[BEGIN DATASET EXTRACT]

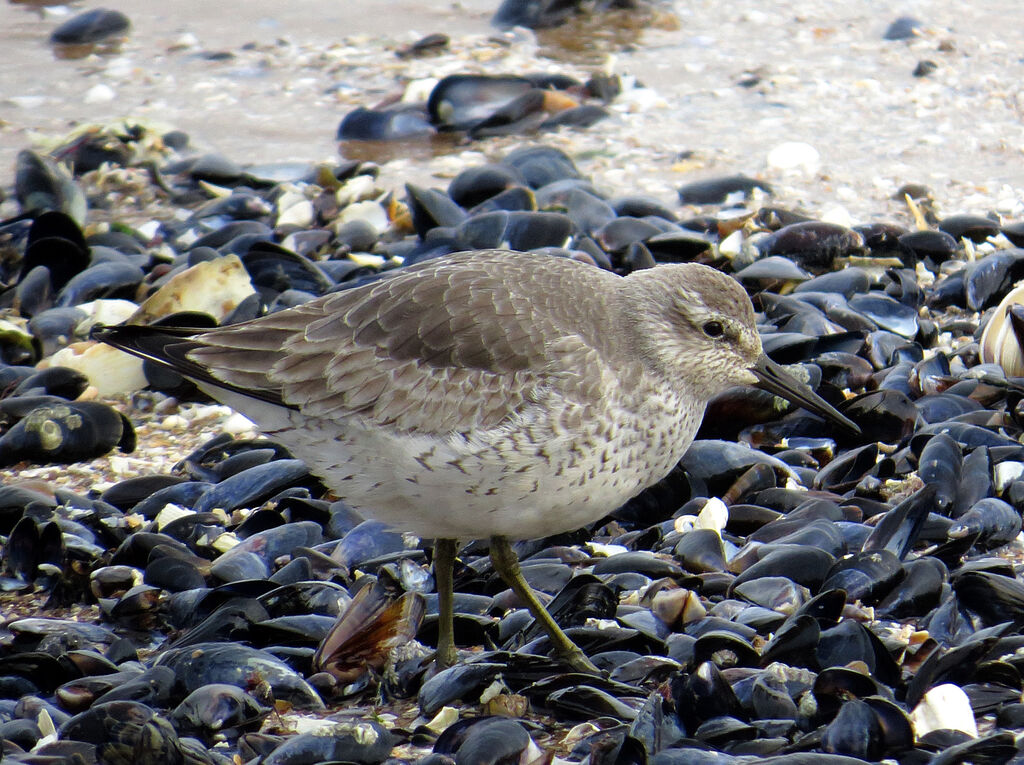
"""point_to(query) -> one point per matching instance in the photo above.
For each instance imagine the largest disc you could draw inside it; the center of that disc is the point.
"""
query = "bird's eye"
(713, 329)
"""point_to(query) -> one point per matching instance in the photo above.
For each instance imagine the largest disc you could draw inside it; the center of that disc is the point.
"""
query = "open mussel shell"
(1001, 339)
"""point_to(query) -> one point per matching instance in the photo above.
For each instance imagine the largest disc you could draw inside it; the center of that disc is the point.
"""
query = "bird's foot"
(444, 657)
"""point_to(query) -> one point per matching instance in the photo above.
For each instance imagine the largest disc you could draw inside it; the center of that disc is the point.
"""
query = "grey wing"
(437, 348)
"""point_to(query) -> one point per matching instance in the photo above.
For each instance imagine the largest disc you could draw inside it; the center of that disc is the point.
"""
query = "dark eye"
(713, 329)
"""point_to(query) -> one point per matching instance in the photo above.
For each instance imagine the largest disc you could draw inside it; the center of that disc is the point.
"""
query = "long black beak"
(775, 380)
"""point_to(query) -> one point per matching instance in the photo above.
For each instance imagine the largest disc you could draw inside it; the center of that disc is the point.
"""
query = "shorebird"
(486, 394)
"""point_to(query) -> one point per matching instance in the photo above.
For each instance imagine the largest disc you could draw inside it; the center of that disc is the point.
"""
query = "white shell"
(944, 706)
(998, 343)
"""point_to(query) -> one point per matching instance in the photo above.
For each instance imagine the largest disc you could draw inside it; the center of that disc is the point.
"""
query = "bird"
(486, 394)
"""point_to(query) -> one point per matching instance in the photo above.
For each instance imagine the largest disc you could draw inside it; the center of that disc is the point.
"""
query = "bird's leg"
(507, 564)
(444, 551)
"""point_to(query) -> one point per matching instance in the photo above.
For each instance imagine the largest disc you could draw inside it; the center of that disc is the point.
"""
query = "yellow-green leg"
(507, 565)
(444, 551)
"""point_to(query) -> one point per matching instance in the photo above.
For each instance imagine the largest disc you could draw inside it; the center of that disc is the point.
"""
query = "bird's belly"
(524, 484)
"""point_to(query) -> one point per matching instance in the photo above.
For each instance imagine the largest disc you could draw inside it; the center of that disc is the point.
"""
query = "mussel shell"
(67, 432)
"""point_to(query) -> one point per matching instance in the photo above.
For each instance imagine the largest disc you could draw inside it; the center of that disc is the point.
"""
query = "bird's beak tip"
(775, 380)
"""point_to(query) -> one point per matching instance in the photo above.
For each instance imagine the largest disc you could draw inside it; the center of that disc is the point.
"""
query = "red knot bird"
(486, 394)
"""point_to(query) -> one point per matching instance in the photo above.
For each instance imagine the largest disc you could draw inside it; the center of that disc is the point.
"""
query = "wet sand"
(726, 85)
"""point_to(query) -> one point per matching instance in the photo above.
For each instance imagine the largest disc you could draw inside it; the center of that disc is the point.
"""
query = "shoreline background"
(726, 85)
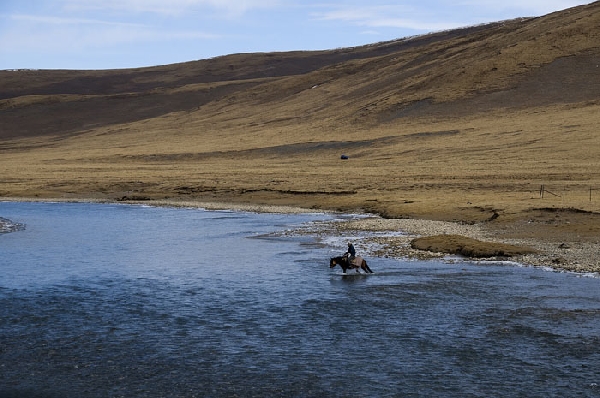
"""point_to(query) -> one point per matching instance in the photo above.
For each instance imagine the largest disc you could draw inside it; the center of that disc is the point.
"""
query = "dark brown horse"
(343, 262)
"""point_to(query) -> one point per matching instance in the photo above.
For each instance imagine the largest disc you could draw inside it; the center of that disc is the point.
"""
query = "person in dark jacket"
(351, 253)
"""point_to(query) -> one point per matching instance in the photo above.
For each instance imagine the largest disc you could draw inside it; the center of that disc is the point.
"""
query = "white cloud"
(170, 7)
(384, 16)
(519, 7)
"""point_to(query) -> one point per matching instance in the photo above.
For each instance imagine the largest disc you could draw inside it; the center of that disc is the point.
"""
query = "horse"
(343, 262)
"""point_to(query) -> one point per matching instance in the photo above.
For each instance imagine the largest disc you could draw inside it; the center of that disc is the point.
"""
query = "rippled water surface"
(115, 300)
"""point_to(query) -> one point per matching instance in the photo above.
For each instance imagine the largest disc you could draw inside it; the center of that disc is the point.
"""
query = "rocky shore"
(579, 257)
(384, 237)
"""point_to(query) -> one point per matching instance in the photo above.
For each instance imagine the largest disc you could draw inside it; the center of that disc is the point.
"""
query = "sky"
(112, 34)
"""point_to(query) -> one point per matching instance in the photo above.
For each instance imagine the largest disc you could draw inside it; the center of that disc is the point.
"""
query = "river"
(100, 300)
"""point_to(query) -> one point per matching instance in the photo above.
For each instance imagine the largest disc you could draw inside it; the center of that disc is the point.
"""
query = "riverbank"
(543, 244)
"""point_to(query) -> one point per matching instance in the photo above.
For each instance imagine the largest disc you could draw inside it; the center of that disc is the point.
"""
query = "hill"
(491, 122)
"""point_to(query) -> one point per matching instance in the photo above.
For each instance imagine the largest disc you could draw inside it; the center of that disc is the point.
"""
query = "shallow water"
(116, 300)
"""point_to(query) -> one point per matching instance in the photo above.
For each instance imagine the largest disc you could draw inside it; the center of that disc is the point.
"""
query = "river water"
(136, 301)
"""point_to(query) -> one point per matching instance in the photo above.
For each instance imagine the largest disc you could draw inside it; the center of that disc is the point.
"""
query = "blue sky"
(106, 34)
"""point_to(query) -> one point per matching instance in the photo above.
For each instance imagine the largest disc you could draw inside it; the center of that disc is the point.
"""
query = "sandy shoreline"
(394, 236)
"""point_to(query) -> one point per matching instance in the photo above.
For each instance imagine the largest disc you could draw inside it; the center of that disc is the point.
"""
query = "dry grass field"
(465, 125)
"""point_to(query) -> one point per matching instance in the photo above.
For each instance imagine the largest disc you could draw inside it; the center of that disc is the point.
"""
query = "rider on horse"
(351, 253)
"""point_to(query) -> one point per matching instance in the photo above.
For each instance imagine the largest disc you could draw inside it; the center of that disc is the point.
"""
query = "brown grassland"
(464, 126)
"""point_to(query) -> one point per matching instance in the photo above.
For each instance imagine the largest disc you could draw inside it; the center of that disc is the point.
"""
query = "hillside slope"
(456, 125)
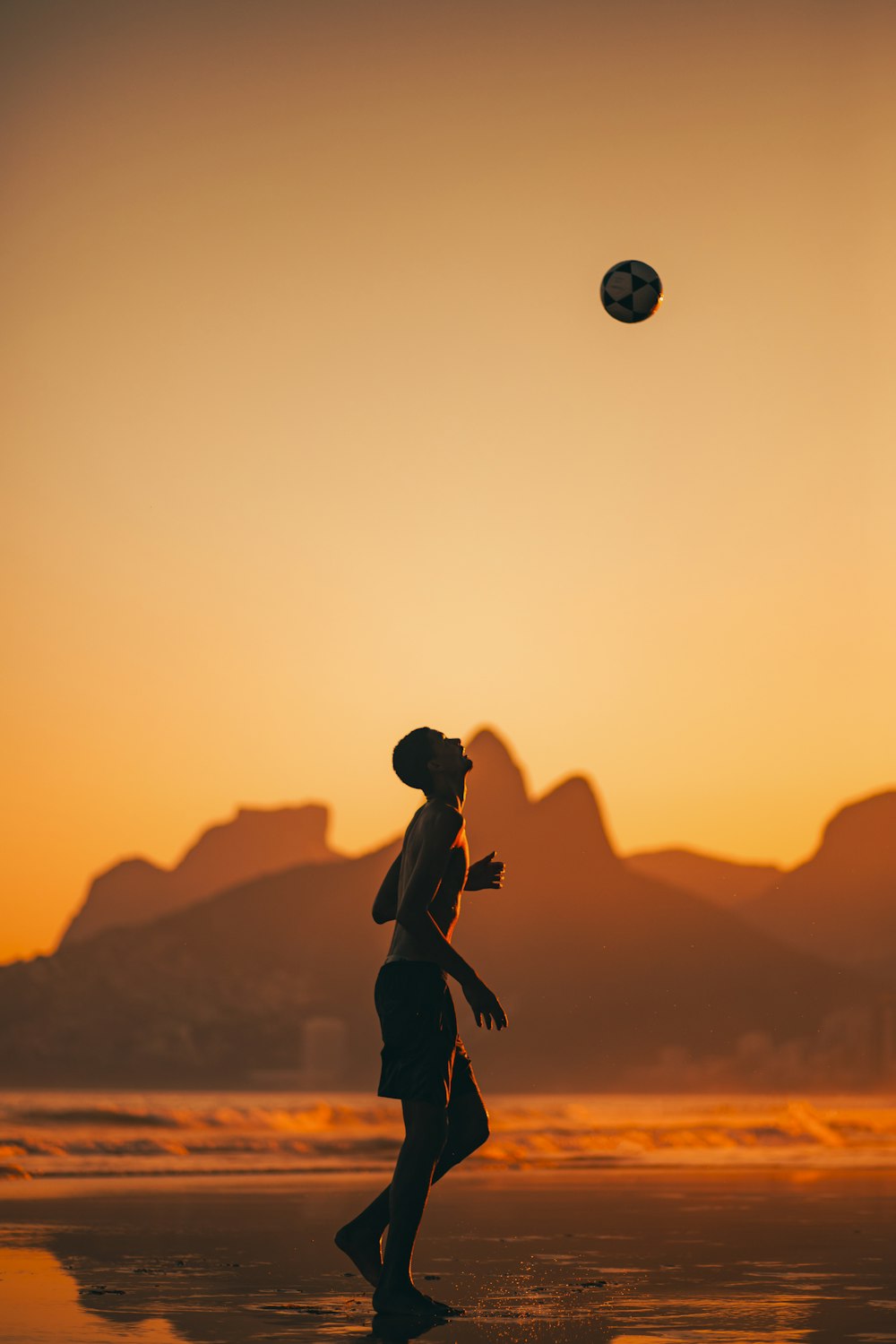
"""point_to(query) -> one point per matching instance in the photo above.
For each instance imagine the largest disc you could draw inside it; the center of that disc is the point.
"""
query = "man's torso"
(445, 906)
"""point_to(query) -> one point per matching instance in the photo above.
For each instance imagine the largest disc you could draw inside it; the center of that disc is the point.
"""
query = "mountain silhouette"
(721, 881)
(841, 903)
(254, 841)
(606, 975)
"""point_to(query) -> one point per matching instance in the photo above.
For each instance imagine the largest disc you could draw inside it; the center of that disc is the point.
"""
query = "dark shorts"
(424, 1058)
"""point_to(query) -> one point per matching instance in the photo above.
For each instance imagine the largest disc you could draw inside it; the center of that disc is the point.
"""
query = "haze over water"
(93, 1133)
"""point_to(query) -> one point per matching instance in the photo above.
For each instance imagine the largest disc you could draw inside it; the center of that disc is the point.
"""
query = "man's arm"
(413, 910)
(386, 900)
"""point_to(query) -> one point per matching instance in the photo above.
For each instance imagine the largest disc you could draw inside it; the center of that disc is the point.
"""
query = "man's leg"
(468, 1128)
(425, 1137)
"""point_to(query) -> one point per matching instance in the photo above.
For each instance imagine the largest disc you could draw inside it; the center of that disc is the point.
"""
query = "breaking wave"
(199, 1133)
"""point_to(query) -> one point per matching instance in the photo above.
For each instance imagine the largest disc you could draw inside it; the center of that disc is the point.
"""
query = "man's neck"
(452, 793)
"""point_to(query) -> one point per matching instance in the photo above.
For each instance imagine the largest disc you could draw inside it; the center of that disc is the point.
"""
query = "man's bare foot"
(409, 1301)
(362, 1245)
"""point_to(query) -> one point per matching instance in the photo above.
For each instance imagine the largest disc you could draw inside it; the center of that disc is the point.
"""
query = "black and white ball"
(630, 290)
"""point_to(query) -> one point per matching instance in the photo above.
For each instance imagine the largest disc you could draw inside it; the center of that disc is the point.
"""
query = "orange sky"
(314, 429)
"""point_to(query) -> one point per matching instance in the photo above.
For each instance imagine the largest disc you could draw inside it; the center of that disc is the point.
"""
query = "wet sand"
(622, 1257)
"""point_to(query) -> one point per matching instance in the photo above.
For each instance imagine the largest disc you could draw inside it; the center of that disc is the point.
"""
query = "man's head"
(426, 758)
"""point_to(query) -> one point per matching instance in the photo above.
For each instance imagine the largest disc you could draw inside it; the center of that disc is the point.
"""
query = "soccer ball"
(630, 290)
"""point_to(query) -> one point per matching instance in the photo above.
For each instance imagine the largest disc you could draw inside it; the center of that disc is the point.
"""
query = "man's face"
(449, 754)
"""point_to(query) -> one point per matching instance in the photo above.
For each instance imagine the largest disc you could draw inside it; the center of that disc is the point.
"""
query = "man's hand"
(484, 1003)
(485, 874)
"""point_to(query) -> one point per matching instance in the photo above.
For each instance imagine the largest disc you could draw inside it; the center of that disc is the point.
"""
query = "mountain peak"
(863, 833)
(495, 769)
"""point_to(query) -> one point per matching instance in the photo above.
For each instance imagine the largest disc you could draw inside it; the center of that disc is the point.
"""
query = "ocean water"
(91, 1133)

[END DATASET EXTRACT]

[REQUIREMENT] Please return every line of the items above that contains the word "dark".

[OUTPUT OF THE EXERCISE]
query = "dark eye"
query = "dark brown horse"
query = "person in dark jacket"
query = "dark shorts"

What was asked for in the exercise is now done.